■ DATASET RECORDS ■
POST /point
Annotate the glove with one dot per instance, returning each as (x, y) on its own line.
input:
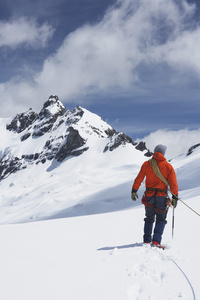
(174, 200)
(134, 195)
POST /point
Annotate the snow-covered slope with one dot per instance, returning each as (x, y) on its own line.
(56, 165)
(59, 163)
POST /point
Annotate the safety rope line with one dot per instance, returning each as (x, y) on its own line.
(156, 169)
(185, 204)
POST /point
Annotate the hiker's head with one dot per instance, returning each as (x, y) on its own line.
(160, 148)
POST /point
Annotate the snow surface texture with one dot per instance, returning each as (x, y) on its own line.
(90, 244)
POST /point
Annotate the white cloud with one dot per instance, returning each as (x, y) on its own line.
(177, 142)
(110, 54)
(22, 31)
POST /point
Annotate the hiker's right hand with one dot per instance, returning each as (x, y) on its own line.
(174, 200)
(134, 196)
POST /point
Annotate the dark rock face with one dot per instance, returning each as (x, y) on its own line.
(141, 146)
(118, 139)
(22, 121)
(71, 145)
(191, 149)
(63, 134)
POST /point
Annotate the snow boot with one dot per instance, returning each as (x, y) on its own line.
(155, 244)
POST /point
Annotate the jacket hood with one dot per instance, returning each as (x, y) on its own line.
(158, 156)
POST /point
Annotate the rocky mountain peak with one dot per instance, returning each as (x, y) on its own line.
(64, 134)
(52, 108)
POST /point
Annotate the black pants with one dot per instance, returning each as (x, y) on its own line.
(155, 212)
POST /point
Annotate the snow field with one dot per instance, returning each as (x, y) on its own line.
(97, 257)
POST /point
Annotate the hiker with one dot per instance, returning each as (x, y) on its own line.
(155, 197)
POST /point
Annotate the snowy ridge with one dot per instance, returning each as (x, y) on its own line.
(90, 244)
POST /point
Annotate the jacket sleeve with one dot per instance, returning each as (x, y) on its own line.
(140, 177)
(173, 181)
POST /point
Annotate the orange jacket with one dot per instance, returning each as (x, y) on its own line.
(152, 181)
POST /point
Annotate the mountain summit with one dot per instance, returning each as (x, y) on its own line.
(55, 133)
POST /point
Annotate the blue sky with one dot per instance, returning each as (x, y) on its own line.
(136, 63)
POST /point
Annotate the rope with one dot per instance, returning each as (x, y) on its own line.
(185, 204)
(161, 177)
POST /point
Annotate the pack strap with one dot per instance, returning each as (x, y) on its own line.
(156, 190)
(156, 169)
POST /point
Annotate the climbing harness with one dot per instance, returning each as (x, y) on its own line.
(156, 169)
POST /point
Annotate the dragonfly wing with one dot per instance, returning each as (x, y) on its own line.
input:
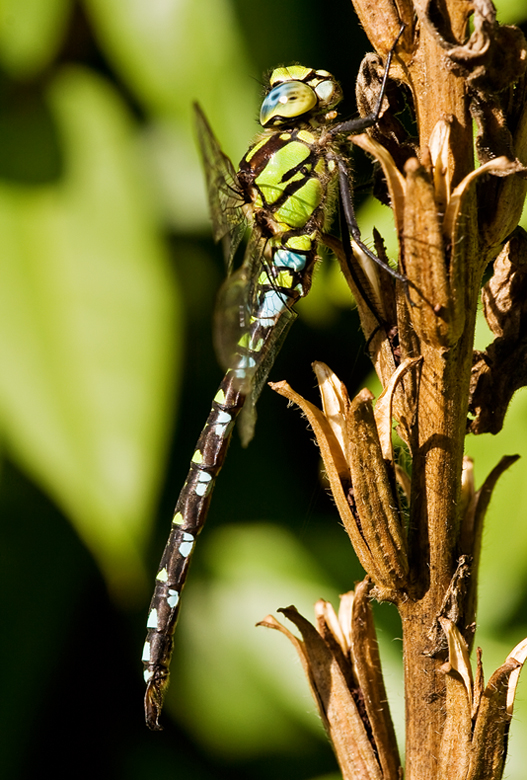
(225, 195)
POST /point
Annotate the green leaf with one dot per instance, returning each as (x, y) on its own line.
(87, 322)
(31, 32)
(170, 55)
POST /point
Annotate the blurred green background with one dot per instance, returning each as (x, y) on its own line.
(107, 282)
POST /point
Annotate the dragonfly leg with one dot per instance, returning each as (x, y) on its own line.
(355, 126)
(346, 196)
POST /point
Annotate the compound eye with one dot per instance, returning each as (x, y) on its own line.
(325, 91)
(287, 101)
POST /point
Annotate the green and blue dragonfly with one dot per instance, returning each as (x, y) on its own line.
(284, 191)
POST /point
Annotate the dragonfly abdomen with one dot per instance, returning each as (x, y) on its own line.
(189, 517)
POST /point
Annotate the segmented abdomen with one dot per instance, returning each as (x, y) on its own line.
(287, 187)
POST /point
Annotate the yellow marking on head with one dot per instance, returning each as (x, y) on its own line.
(306, 136)
(291, 73)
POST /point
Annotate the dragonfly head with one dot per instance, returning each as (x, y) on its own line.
(297, 92)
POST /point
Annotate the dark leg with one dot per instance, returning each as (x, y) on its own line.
(346, 197)
(354, 126)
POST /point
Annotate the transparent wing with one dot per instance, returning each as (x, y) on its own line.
(225, 196)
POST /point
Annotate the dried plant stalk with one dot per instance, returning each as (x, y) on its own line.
(419, 539)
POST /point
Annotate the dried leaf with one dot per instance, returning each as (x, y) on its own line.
(381, 526)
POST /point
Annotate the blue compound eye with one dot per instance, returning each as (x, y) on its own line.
(287, 101)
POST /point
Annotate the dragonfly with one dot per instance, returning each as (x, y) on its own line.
(284, 192)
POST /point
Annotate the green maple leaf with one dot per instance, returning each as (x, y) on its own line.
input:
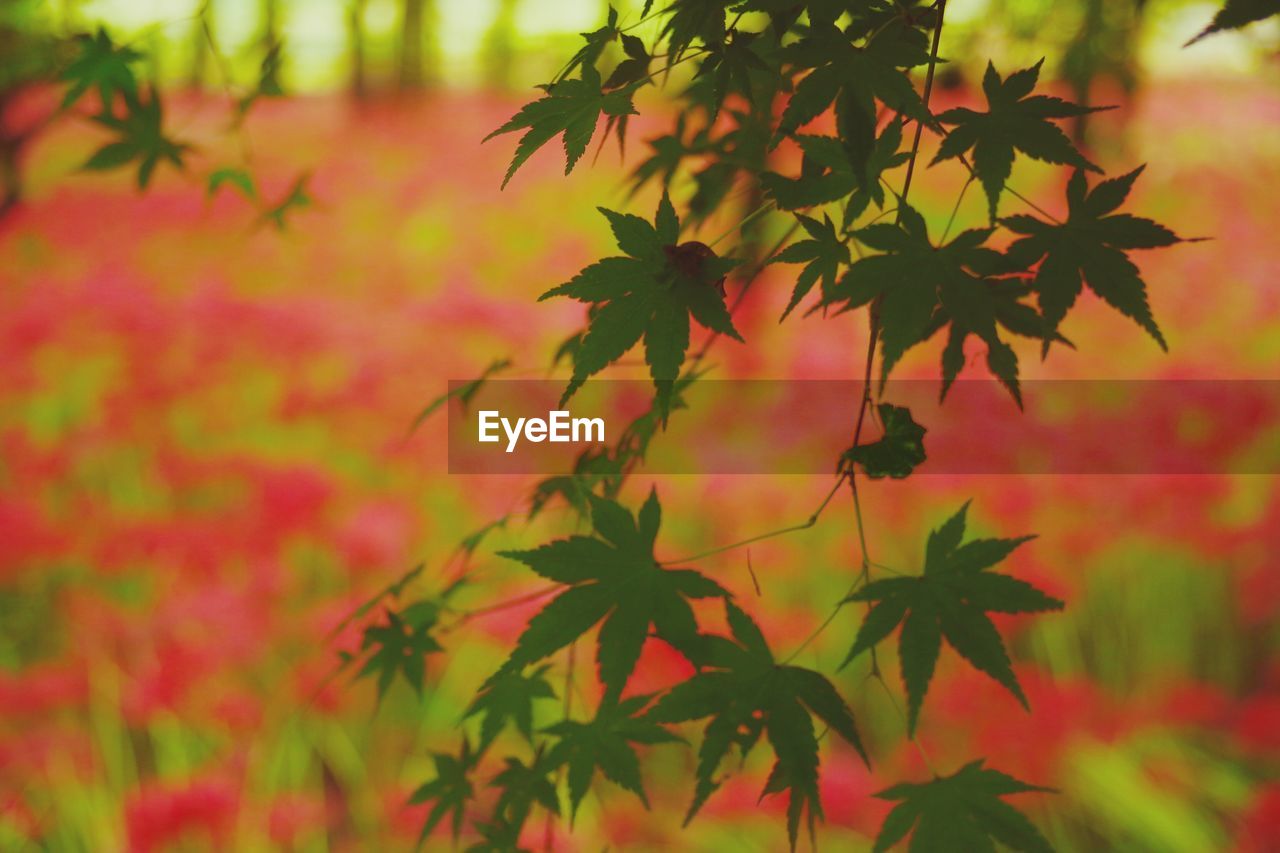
(229, 176)
(923, 288)
(140, 136)
(694, 21)
(295, 199)
(960, 812)
(897, 451)
(832, 168)
(1089, 249)
(522, 787)
(571, 108)
(730, 65)
(615, 578)
(822, 255)
(104, 65)
(649, 293)
(950, 601)
(510, 698)
(851, 77)
(604, 743)
(1015, 121)
(1235, 14)
(451, 789)
(746, 693)
(401, 644)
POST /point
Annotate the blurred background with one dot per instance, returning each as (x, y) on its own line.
(205, 464)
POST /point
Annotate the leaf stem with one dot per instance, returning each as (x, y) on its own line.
(804, 525)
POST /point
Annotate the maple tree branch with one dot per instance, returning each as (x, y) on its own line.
(804, 525)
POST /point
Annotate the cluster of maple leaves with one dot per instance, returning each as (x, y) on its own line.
(133, 115)
(853, 60)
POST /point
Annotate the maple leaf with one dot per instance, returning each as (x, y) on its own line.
(851, 77)
(571, 108)
(1015, 121)
(229, 176)
(923, 288)
(594, 44)
(615, 578)
(730, 65)
(1235, 14)
(1088, 249)
(140, 136)
(295, 199)
(949, 600)
(604, 743)
(832, 169)
(401, 644)
(746, 693)
(960, 812)
(694, 21)
(897, 451)
(510, 698)
(451, 789)
(822, 254)
(650, 293)
(104, 65)
(522, 787)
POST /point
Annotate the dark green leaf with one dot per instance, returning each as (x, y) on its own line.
(897, 451)
(616, 579)
(510, 698)
(960, 812)
(451, 789)
(1015, 121)
(746, 693)
(571, 108)
(1238, 13)
(1089, 249)
(949, 601)
(604, 744)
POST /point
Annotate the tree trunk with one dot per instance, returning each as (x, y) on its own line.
(499, 46)
(270, 41)
(356, 48)
(411, 73)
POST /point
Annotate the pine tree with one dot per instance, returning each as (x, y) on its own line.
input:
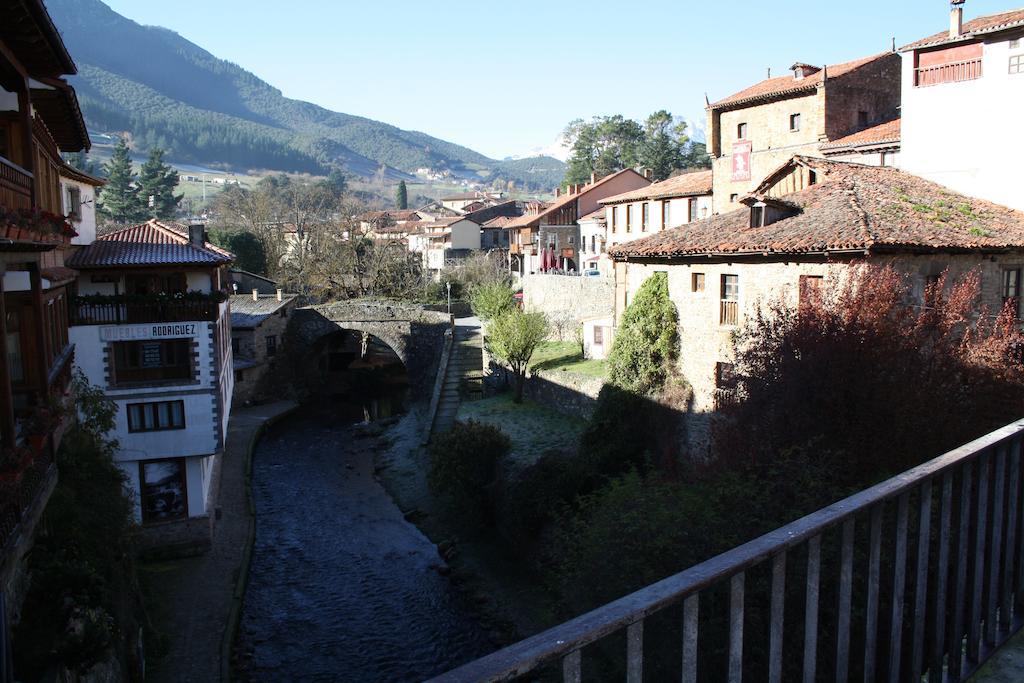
(120, 201)
(401, 196)
(157, 182)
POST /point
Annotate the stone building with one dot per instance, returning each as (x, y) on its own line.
(756, 130)
(803, 227)
(258, 326)
(972, 74)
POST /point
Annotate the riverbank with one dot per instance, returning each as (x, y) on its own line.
(190, 599)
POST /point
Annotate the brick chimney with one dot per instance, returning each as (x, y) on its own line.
(197, 235)
(955, 18)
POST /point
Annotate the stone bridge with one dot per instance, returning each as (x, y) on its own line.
(414, 333)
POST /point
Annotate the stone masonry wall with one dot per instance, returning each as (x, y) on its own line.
(567, 300)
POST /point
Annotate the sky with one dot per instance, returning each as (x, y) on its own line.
(506, 78)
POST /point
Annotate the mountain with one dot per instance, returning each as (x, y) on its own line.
(169, 92)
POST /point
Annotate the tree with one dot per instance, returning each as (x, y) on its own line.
(401, 196)
(120, 201)
(157, 182)
(513, 337)
(646, 346)
(664, 141)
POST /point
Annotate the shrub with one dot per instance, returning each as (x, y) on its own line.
(492, 300)
(464, 464)
(646, 345)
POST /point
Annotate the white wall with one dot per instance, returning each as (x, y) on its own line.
(968, 135)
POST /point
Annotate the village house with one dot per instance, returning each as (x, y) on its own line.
(153, 329)
(752, 132)
(677, 201)
(547, 236)
(39, 120)
(258, 325)
(801, 228)
(973, 74)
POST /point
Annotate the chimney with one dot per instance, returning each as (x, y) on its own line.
(955, 18)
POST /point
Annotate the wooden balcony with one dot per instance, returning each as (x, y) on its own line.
(953, 72)
(129, 310)
(15, 185)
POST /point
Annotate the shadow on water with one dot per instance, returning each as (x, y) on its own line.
(341, 586)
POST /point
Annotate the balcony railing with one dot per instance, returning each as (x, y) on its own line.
(953, 72)
(933, 586)
(128, 310)
(15, 185)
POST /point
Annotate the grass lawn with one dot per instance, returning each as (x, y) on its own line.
(566, 356)
(532, 428)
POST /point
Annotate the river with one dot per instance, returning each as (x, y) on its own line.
(341, 587)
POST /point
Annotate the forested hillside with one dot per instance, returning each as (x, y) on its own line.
(169, 92)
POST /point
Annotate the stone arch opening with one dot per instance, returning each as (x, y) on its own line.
(356, 375)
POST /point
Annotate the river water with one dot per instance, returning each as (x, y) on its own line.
(341, 586)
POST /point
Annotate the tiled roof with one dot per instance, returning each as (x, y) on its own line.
(884, 132)
(153, 243)
(787, 85)
(976, 27)
(248, 314)
(563, 201)
(685, 184)
(853, 208)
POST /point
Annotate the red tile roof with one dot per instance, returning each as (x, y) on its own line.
(884, 132)
(684, 184)
(787, 85)
(853, 208)
(563, 201)
(976, 27)
(153, 243)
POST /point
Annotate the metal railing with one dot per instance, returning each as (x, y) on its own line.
(932, 586)
(953, 72)
(126, 311)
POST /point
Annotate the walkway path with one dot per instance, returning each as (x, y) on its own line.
(193, 597)
(464, 379)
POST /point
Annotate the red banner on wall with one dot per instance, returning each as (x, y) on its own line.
(741, 160)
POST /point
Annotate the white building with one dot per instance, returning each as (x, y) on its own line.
(963, 97)
(79, 191)
(152, 328)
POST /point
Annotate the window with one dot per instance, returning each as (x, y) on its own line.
(729, 309)
(152, 360)
(757, 216)
(1012, 289)
(158, 416)
(810, 287)
(164, 494)
(75, 203)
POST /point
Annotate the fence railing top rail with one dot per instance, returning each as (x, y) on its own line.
(573, 634)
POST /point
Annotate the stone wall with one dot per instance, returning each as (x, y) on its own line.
(568, 300)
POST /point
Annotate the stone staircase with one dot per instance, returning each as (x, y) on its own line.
(464, 377)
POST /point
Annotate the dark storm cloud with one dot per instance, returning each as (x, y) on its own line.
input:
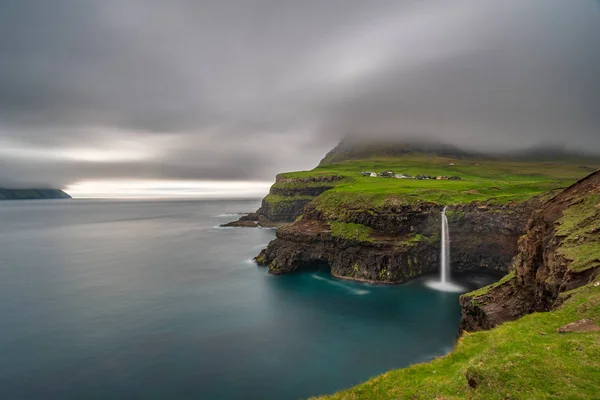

■ EXERCISE INSTRUCTIONS ■
From the data above, select every line that contains the word "head" and copy each one out in full. Case counts.

■ THE RESULT ■
Annotate the hiker's head with one dot per instance, returning each as (x, y) on its own line.
Annotate the yellow marking on head with one dot per instance, returning each as (x, y) on its own line.
Annotate the dragonfly head with one dot per instance, returning each as (x, y) on its own line.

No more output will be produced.